## Yönerge a
Metin parçasında "Gök delinmiş" sözleriyle başlayan paragrafı, ana bilgilerini koruyarak kısa bir madde listesine dönüştürün.

## Metin Parçası
########
Bu Blogda Ara

4 Mart 2025 Salı

Suskunların Tanığı Mazlumların Rabbi



Zulüm sürerken Allah neden susuyor …"Allah'ı zalimlerin yaptığından habersiz sanma..."

Gök delinmiş, yeryüzü kanla yıkanmışken hâlâ suskun kalabilen insanlık…
Her gün bir çocuğun cansız bedeni taşların altından çıkarılırken, ekran başında dua butonuna basmakla yetinenler…
"Allah nerede?" diyen dudaklara, "Sen neredesin?" diye soran bir Hakikatin ikazı var bu satırlarda.

Gazze’de taşlar bile secdeye durmuşken, bazı kalpler kıbleyi bile unutmuş.
Kimileri dua etmeyi bile terk etmiş, kimileri ise sadece dua etmekle yetinmiş.
Ama arada bir fark var: Zulme karşı yürümeyen dua, bazen zulmü kutsar.
Bu yazı, "Allah neden susuyor?" sorusunun cevabını, Allah’ın değil insanların suskunluğunda arıyor.
Ve hatırlatıyor: İlahi adalet gecikmez, sadece yerini ve zamanını senin dürüstlüğüne göre belirler. Merhum Akif'te bizim yandığımız dertlerden yanarak şu satırlarla içini döker Rabbine...
########
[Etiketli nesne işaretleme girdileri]
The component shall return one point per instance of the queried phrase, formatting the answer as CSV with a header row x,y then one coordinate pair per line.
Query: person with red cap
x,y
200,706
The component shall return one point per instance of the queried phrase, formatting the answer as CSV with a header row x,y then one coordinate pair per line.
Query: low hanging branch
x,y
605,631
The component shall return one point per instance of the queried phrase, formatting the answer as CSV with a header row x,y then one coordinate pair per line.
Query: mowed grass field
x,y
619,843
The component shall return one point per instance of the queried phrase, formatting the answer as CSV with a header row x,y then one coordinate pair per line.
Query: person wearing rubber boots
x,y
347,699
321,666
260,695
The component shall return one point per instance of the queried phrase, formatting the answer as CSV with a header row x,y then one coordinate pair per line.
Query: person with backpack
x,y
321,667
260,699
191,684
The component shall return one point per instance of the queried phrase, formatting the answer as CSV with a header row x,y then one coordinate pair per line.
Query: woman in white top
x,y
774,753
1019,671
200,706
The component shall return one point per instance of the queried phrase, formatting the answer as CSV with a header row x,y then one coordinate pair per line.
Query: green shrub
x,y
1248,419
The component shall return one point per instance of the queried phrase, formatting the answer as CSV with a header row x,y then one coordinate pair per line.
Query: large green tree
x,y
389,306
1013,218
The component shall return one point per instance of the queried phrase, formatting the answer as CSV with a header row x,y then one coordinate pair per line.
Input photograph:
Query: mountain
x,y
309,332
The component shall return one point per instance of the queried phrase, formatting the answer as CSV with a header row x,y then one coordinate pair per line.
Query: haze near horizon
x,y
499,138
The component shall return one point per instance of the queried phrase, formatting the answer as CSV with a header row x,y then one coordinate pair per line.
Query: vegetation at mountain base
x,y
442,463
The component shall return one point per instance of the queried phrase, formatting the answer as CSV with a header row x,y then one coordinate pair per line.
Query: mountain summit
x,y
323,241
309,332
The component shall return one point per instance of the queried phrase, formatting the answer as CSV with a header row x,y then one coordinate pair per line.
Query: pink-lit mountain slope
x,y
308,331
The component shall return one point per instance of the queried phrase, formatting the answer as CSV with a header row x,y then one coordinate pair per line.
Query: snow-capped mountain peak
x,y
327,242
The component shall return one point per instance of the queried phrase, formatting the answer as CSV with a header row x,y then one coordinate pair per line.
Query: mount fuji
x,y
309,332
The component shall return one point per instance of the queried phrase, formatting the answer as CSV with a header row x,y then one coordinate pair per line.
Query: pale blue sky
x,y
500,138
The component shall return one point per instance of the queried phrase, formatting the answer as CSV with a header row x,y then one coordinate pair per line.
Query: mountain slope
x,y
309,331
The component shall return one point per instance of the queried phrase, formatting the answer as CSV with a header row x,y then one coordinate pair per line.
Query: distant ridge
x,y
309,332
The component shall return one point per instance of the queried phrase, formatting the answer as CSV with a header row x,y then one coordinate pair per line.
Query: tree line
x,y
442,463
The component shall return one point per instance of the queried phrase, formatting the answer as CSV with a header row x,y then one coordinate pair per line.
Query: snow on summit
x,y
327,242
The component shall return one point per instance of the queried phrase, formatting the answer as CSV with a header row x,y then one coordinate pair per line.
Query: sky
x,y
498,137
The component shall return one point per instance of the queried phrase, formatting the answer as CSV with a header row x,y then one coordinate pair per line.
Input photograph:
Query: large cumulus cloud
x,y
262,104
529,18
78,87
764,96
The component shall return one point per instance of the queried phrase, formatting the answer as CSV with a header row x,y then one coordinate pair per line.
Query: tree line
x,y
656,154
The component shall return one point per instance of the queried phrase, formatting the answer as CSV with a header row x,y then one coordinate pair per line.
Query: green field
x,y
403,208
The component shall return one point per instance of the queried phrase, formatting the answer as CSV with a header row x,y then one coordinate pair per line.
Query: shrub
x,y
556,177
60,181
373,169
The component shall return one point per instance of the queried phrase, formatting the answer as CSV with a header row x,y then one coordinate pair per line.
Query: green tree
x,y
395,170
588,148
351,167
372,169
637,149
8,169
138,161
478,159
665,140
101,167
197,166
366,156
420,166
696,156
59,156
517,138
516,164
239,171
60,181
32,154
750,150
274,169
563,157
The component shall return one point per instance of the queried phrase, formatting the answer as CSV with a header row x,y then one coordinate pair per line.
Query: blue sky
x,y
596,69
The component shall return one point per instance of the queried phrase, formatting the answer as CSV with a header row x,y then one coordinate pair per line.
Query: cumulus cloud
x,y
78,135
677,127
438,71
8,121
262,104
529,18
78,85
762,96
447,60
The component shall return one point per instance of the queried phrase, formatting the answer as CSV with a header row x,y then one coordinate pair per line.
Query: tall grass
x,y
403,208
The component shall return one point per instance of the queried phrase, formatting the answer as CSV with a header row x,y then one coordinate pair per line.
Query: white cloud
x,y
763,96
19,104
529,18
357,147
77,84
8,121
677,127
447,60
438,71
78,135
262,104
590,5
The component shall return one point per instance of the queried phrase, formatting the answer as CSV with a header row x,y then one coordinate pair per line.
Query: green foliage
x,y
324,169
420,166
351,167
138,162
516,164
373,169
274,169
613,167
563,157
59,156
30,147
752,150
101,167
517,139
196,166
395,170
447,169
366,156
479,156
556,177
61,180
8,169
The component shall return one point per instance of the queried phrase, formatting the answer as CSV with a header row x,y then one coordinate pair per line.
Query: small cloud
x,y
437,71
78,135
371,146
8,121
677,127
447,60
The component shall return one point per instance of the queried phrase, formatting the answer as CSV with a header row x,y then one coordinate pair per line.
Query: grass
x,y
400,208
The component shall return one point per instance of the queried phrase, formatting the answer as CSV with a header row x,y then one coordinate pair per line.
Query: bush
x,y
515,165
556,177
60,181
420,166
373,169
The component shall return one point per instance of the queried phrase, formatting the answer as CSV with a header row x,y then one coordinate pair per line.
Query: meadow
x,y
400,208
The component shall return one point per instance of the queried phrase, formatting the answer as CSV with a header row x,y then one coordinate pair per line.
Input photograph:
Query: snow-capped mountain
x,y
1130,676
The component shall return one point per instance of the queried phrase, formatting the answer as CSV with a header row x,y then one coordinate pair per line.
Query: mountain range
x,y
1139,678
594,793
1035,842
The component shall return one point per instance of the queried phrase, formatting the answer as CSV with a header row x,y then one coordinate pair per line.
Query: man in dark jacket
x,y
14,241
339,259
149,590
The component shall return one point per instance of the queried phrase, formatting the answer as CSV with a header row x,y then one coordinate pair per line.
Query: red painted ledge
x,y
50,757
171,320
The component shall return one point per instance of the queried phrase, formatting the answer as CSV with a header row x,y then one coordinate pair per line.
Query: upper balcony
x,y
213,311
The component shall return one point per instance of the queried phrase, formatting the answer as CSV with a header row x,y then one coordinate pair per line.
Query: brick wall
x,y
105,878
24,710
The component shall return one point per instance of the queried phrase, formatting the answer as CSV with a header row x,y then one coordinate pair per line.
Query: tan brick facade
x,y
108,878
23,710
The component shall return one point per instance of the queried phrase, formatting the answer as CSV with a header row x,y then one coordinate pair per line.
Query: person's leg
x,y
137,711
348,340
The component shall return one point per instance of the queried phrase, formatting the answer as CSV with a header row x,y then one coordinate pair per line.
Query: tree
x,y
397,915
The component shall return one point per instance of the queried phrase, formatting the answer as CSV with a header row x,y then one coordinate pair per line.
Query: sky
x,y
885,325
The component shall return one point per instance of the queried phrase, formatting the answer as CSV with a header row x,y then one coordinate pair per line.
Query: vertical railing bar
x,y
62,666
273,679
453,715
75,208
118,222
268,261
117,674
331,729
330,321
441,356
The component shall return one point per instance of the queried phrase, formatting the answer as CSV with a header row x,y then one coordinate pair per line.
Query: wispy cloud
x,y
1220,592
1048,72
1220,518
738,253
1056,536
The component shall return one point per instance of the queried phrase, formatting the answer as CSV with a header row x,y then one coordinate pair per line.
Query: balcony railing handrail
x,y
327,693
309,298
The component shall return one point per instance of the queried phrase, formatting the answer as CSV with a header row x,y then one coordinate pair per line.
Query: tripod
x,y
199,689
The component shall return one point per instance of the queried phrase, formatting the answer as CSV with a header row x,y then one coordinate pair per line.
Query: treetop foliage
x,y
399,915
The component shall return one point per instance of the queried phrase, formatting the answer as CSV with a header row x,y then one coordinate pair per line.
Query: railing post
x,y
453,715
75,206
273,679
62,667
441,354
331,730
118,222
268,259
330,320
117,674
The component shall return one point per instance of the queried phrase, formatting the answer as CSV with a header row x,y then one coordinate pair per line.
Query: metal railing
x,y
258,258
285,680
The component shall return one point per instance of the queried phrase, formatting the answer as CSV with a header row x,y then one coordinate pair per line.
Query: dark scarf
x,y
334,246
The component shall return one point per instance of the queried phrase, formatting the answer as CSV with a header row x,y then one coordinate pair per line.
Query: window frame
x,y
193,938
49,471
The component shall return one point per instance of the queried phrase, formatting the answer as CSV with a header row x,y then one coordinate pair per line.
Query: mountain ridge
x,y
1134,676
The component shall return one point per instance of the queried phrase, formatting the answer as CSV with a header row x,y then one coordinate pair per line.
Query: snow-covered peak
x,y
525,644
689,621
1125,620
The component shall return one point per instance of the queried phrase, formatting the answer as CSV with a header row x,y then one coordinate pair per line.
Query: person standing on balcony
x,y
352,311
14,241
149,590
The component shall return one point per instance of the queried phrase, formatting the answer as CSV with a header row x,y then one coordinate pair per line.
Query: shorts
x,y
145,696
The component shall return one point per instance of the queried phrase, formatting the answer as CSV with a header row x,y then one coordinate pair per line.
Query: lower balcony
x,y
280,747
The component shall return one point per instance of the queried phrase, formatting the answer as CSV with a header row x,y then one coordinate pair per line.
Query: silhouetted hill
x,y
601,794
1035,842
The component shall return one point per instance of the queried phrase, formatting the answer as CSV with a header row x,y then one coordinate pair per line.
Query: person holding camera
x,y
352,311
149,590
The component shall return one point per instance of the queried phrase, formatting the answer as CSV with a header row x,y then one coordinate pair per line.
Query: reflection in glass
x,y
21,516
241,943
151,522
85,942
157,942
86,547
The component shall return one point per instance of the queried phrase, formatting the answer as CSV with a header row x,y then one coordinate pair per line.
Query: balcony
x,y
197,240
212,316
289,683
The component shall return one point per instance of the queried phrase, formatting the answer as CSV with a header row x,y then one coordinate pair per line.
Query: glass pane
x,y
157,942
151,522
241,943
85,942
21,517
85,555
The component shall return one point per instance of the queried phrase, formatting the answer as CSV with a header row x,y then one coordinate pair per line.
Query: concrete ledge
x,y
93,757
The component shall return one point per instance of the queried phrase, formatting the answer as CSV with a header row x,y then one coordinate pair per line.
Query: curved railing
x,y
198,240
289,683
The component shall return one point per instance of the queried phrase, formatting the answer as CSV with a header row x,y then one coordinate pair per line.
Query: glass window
########
## Yönerge b
Girdilerde "foliage" sözcüğünü içeren satırların hepsini döndürün.

## Görev Çıktısı a
- Gök delinmiş, yeryüzü kanla yıkanmışken insanlık hâlâ suskun kalabiliyor.
- Her gün bir çocuğun cansız bedeni taşların altından çıkarılıyor; bazıları ise ekran başında dua butonuna basmakla yetiniyor.
- Bu satırlarda, "Allah nerede?" diyenlere "Sen neredesin?" diye soran bir Hakikatin uyarısı var.

## Görev Çıktısı b
Query: green foliage
Query: treetop foliage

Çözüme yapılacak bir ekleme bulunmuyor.